[Dataset content — start]
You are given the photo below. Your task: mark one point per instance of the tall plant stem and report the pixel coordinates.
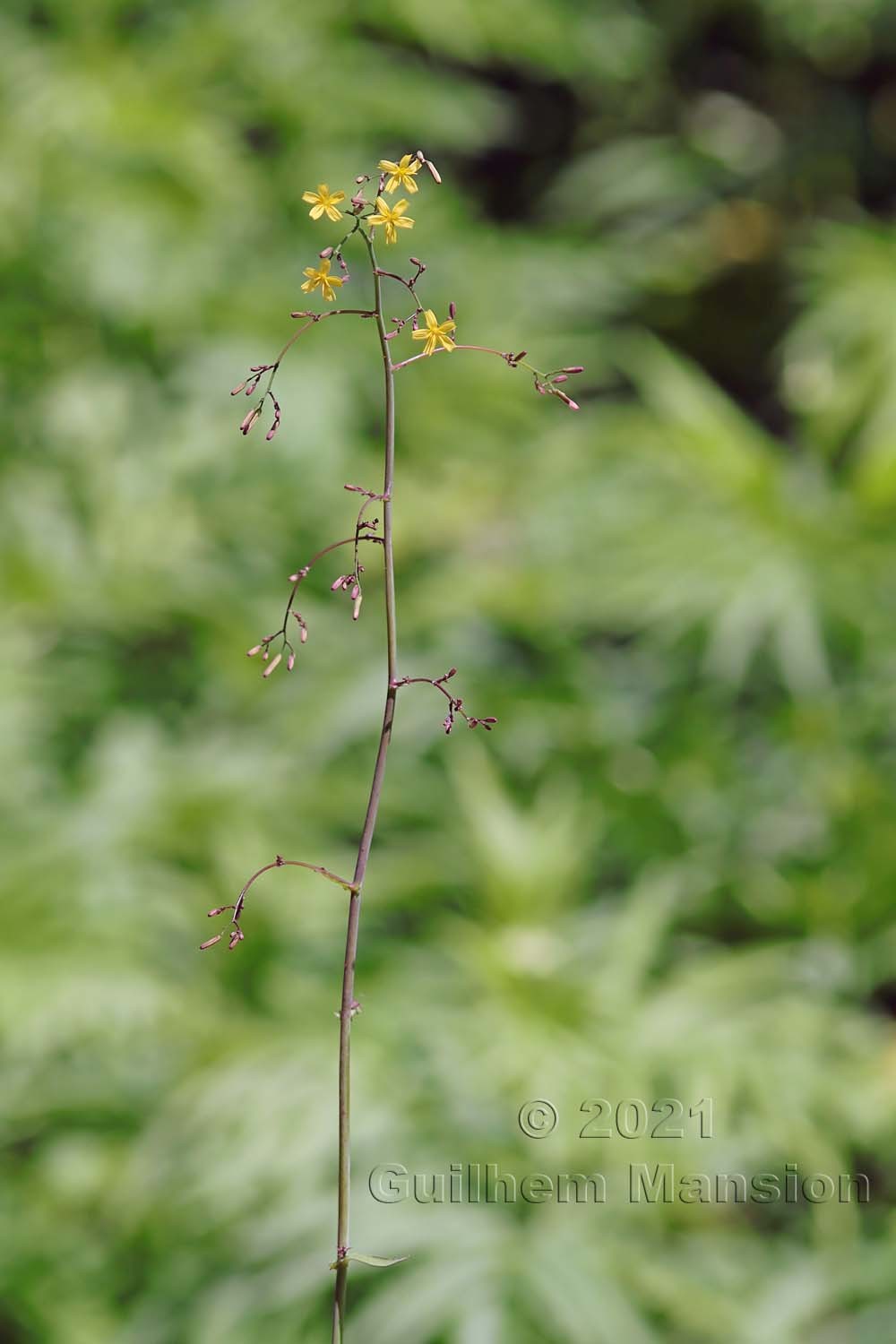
(370, 824)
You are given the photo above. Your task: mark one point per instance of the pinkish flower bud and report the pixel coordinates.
(250, 419)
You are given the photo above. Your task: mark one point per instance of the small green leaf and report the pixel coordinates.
(378, 1261)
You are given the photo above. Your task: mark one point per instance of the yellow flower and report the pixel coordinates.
(392, 217)
(402, 172)
(323, 279)
(435, 333)
(324, 202)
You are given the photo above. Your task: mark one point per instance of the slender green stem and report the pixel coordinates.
(370, 824)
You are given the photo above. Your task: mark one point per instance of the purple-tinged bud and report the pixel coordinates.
(276, 424)
(250, 419)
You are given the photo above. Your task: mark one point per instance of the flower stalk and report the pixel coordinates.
(277, 648)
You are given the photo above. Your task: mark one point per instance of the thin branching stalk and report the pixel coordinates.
(438, 339)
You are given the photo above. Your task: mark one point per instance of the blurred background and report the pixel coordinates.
(669, 871)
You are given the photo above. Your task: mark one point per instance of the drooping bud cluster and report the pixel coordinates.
(351, 583)
(548, 384)
(455, 703)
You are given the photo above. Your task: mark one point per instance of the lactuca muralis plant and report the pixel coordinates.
(383, 218)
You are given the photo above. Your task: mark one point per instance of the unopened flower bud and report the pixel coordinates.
(250, 419)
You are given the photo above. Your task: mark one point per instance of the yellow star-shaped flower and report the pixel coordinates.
(322, 277)
(402, 174)
(435, 333)
(324, 202)
(392, 217)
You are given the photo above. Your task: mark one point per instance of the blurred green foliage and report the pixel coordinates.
(669, 871)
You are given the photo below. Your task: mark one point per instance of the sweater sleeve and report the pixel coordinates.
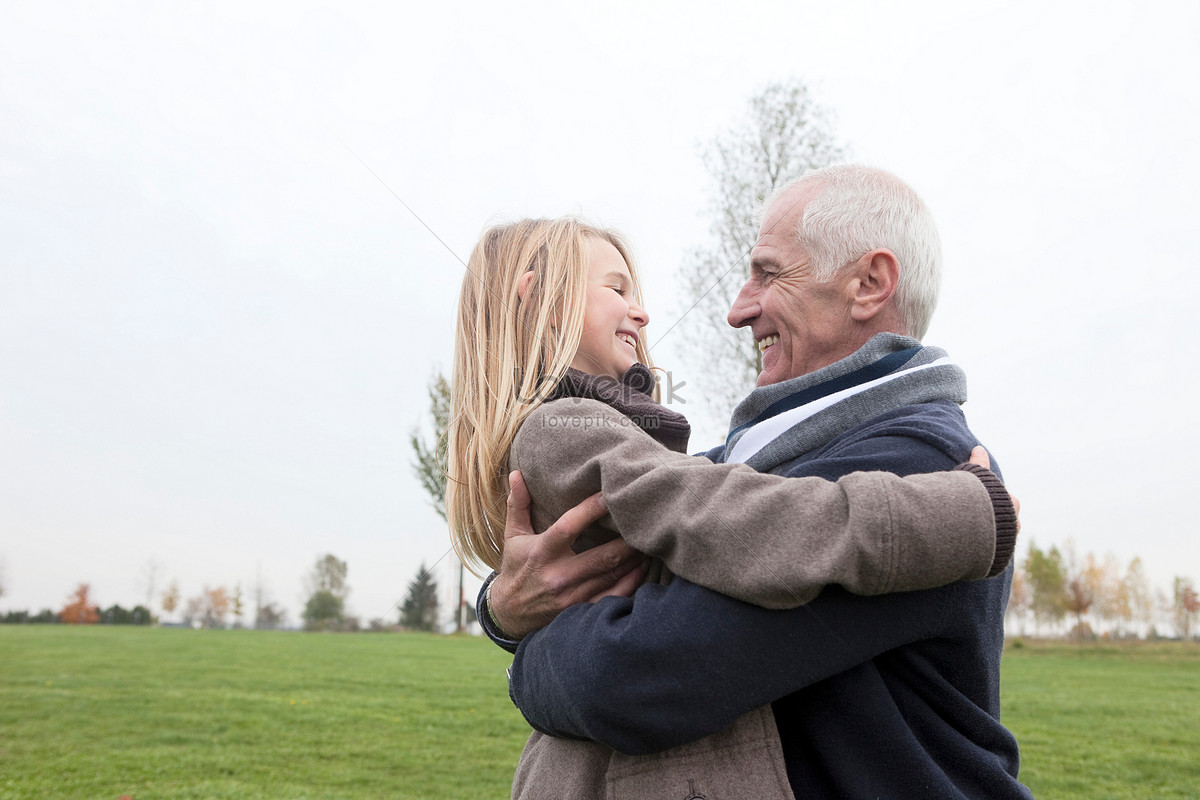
(767, 540)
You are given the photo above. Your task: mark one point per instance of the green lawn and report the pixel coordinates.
(1104, 722)
(103, 711)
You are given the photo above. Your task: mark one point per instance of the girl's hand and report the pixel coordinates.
(540, 575)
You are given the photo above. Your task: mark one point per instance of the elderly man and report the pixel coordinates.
(894, 696)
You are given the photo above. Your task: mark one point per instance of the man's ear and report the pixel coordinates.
(523, 283)
(876, 277)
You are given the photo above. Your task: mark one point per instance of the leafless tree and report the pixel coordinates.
(784, 134)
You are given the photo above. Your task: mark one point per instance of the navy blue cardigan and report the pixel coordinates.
(894, 696)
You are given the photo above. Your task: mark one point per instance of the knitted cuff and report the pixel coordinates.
(487, 620)
(1005, 513)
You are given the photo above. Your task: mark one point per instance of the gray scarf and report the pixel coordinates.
(783, 421)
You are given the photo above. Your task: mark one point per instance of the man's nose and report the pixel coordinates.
(745, 307)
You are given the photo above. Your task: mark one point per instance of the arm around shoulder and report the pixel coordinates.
(767, 540)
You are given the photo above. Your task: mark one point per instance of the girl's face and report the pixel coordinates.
(612, 319)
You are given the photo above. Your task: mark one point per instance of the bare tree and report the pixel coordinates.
(1020, 599)
(1186, 606)
(420, 608)
(784, 134)
(325, 606)
(430, 465)
(151, 572)
(1048, 582)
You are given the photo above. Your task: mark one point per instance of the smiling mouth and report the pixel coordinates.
(767, 341)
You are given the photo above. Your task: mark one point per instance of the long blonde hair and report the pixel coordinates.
(510, 354)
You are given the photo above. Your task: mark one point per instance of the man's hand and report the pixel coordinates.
(540, 575)
(979, 457)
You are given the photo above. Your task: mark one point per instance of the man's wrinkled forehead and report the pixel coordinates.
(783, 214)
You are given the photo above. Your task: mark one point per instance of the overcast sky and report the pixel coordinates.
(217, 322)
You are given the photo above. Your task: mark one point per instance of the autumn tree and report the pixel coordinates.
(1048, 583)
(237, 606)
(1187, 606)
(419, 611)
(327, 587)
(215, 607)
(1114, 606)
(79, 608)
(269, 617)
(1141, 597)
(209, 608)
(430, 465)
(1083, 582)
(171, 596)
(1020, 599)
(784, 134)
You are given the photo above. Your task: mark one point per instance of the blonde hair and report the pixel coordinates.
(510, 354)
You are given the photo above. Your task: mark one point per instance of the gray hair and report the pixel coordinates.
(861, 209)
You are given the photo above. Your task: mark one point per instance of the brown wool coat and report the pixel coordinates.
(768, 540)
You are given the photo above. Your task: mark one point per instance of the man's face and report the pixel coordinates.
(799, 324)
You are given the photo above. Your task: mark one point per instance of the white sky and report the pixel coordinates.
(216, 325)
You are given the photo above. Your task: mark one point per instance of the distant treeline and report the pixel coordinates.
(112, 615)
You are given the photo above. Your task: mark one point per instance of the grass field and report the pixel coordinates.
(95, 713)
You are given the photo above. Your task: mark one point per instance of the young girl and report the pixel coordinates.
(552, 377)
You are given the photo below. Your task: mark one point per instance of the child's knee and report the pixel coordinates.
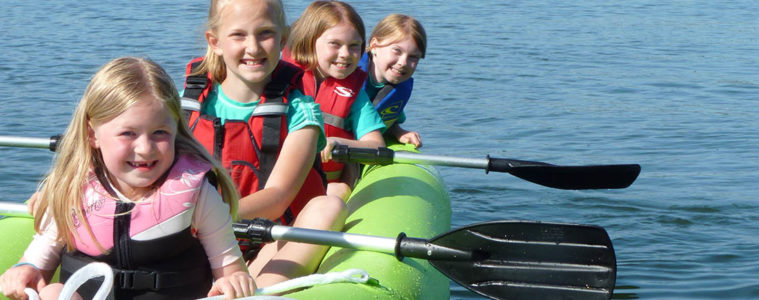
(340, 190)
(52, 291)
(333, 204)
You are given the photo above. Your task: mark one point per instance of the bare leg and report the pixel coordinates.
(281, 261)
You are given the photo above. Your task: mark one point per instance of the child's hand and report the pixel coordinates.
(236, 285)
(327, 151)
(15, 280)
(411, 137)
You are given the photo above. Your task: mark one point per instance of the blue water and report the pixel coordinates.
(671, 85)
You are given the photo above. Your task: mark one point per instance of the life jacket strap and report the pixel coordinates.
(333, 120)
(270, 109)
(382, 93)
(274, 93)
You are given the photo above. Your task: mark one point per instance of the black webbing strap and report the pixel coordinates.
(194, 87)
(195, 84)
(121, 223)
(274, 92)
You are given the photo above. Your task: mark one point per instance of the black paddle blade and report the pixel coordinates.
(569, 177)
(532, 260)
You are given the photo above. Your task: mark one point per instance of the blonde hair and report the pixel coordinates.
(116, 87)
(315, 20)
(214, 64)
(396, 27)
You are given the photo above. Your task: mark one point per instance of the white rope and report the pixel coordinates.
(98, 269)
(350, 275)
(91, 270)
(30, 293)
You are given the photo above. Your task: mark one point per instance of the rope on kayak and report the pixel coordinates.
(92, 270)
(30, 292)
(348, 276)
(98, 269)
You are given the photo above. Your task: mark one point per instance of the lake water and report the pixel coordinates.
(670, 85)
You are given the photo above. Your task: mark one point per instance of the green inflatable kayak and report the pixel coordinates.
(387, 200)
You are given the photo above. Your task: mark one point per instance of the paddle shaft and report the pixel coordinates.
(264, 231)
(561, 177)
(500, 259)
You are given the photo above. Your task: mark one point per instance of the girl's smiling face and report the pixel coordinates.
(338, 50)
(249, 42)
(137, 146)
(395, 62)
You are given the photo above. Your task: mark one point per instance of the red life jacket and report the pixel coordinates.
(335, 97)
(248, 150)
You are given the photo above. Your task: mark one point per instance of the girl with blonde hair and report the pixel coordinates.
(131, 187)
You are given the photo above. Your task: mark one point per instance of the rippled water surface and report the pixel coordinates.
(671, 85)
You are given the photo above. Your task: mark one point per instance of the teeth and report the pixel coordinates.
(140, 165)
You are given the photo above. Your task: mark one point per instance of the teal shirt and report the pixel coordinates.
(372, 88)
(363, 118)
(302, 111)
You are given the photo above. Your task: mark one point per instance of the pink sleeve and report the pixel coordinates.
(45, 251)
(214, 224)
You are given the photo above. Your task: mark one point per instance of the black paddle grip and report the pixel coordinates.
(258, 230)
(368, 156)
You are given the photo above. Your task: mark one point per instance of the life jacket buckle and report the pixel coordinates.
(196, 82)
(138, 280)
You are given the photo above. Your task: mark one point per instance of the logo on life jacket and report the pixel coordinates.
(390, 111)
(344, 91)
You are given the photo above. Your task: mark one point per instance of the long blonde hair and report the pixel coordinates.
(315, 20)
(117, 86)
(396, 27)
(214, 64)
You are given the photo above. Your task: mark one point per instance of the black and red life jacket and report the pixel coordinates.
(335, 97)
(249, 149)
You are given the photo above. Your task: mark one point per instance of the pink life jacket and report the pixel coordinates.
(175, 198)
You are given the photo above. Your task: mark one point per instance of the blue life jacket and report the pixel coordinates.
(391, 99)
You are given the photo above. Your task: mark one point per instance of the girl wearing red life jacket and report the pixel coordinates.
(327, 41)
(245, 38)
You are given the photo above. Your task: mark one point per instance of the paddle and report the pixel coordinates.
(28, 142)
(500, 259)
(560, 177)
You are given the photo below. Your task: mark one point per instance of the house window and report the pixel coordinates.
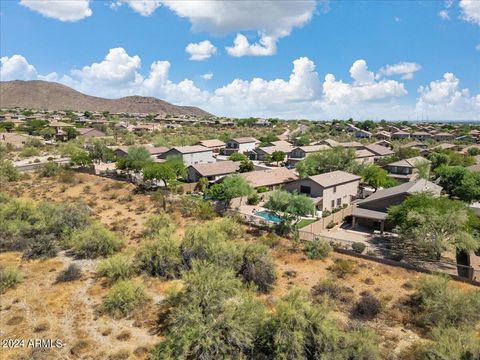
(305, 189)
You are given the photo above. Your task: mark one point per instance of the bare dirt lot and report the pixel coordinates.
(41, 308)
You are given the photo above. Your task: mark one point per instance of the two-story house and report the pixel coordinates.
(330, 190)
(405, 170)
(191, 155)
(242, 145)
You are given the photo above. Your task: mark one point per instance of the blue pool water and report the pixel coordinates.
(269, 216)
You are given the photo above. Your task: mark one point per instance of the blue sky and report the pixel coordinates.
(383, 59)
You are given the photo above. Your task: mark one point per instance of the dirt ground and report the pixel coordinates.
(40, 308)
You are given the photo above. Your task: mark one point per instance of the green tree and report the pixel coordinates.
(212, 317)
(278, 156)
(231, 187)
(163, 171)
(137, 158)
(246, 166)
(337, 158)
(377, 177)
(459, 182)
(238, 157)
(427, 226)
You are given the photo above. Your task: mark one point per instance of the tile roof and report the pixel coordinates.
(217, 168)
(334, 178)
(270, 177)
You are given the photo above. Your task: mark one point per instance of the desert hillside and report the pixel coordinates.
(44, 95)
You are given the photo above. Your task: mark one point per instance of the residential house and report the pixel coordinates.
(330, 190)
(405, 170)
(383, 135)
(364, 156)
(261, 152)
(89, 133)
(443, 136)
(242, 145)
(215, 145)
(372, 211)
(270, 178)
(212, 171)
(13, 139)
(379, 151)
(421, 135)
(363, 134)
(399, 135)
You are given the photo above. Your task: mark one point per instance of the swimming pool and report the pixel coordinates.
(269, 216)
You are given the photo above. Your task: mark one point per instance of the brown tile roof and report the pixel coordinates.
(211, 143)
(334, 178)
(217, 168)
(269, 177)
(243, 140)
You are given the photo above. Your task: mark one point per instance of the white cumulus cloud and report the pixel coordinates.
(405, 69)
(73, 10)
(16, 67)
(470, 10)
(444, 97)
(270, 18)
(363, 89)
(201, 51)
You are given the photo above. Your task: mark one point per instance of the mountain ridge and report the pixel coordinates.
(45, 95)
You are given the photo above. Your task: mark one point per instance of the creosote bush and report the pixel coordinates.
(318, 249)
(10, 277)
(123, 298)
(117, 267)
(95, 241)
(437, 302)
(368, 307)
(258, 268)
(71, 273)
(159, 224)
(343, 267)
(160, 257)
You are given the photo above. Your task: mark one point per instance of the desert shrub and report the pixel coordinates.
(449, 343)
(71, 273)
(358, 247)
(211, 317)
(160, 257)
(437, 303)
(272, 240)
(210, 242)
(48, 169)
(41, 247)
(117, 267)
(253, 199)
(10, 277)
(329, 287)
(95, 241)
(67, 176)
(343, 267)
(258, 268)
(29, 151)
(317, 249)
(368, 307)
(8, 172)
(159, 224)
(299, 330)
(123, 298)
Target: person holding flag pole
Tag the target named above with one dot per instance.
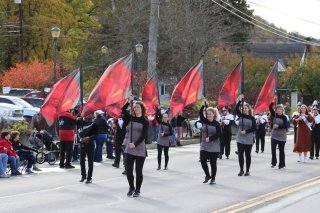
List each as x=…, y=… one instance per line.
x=245, y=135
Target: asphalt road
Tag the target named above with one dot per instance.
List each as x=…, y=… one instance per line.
x=179, y=189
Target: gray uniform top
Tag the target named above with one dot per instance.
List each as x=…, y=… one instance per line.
x=139, y=150
x=212, y=145
x=163, y=140
x=279, y=134
x=245, y=123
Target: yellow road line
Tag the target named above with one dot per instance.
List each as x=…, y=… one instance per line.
x=269, y=196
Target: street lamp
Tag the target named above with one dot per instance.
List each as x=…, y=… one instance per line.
x=55, y=32
x=139, y=49
x=104, y=50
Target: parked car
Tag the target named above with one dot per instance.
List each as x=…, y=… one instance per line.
[Dataset content — finish]
Task to carry out >> Copy every line of the data that holds the string "road".

Written reply >>
Target: asphalt road
Target: yellow road line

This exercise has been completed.